Nothing but the lines from the one showing "Wanted — one" through the final line of the data below belongs in the answer, duplicated exactly and without pictures.

= Beginning of Section =

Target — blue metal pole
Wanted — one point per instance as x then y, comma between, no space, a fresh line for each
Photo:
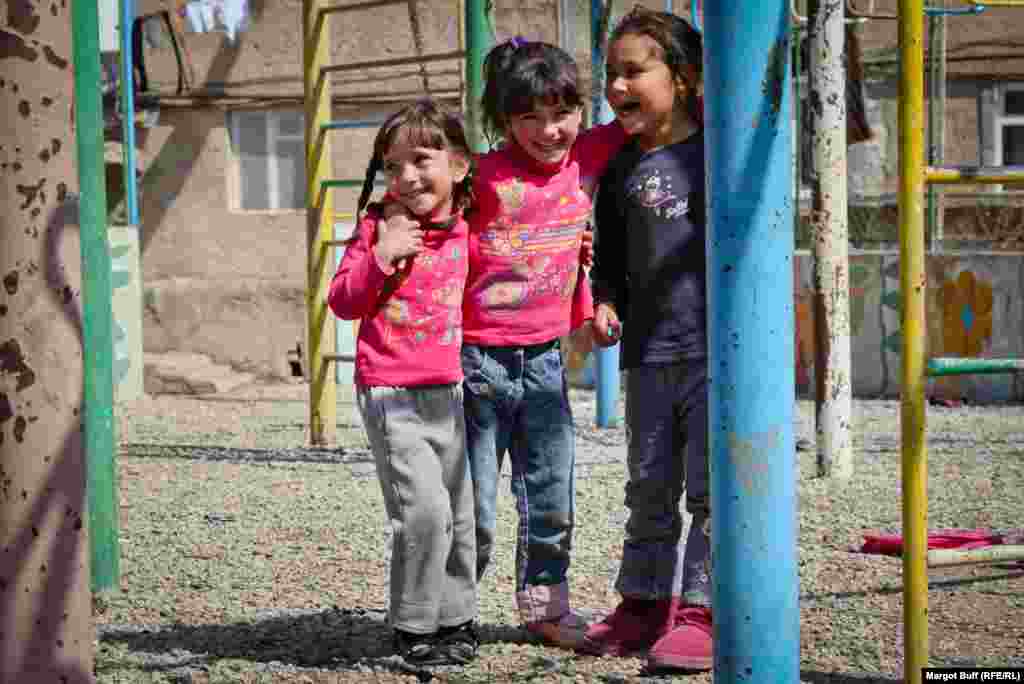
749,144
128,110
606,358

= End of Section =

## Written answer
Wanted — one point per instance as x then y, comma between, no space, a fresh line for each
Photo:
749,144
128,110
606,358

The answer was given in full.